[Collected data entries]

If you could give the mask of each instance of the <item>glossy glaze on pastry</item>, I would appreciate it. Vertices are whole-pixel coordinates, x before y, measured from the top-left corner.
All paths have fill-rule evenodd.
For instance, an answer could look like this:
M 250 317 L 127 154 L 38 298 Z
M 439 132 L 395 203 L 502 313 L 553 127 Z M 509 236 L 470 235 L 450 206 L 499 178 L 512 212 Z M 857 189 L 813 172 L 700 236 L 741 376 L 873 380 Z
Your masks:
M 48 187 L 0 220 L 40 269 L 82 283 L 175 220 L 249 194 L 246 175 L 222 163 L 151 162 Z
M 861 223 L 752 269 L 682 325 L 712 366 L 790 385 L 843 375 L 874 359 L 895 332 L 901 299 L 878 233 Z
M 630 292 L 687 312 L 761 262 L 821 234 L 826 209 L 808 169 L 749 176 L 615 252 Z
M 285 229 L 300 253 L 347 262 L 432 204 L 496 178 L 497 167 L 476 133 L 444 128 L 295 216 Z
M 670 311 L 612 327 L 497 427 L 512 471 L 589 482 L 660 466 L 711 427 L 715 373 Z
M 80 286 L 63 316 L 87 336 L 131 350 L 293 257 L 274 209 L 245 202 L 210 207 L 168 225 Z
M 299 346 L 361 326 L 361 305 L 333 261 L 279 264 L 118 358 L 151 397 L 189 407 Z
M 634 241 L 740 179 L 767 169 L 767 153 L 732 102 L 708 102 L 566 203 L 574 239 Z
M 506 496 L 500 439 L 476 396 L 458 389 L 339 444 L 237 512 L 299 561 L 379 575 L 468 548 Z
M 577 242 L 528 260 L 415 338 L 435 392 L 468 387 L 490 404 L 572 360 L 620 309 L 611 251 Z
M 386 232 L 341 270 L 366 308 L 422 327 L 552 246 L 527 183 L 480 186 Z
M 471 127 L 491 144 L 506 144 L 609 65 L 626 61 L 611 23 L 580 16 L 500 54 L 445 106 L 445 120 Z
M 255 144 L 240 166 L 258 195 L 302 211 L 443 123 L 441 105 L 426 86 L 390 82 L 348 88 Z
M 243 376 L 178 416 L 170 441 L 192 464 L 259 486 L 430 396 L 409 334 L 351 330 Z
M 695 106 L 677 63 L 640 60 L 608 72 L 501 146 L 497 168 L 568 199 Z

(Exercise goal) Give back the records above exactly, limited to the lines between the one holding "For instance, an" and the one holding "M 439 132 L", inclusive.

(Result below)
For instance, an answer could look like this:
M 250 317 L 127 154 L 38 298 Z
M 439 132 L 395 203 L 502 313 L 553 127 Z M 509 236 L 470 235 L 450 206 L 499 178 L 512 212 Z M 857 189 L 813 172 L 700 236 L 741 376 L 873 380 Z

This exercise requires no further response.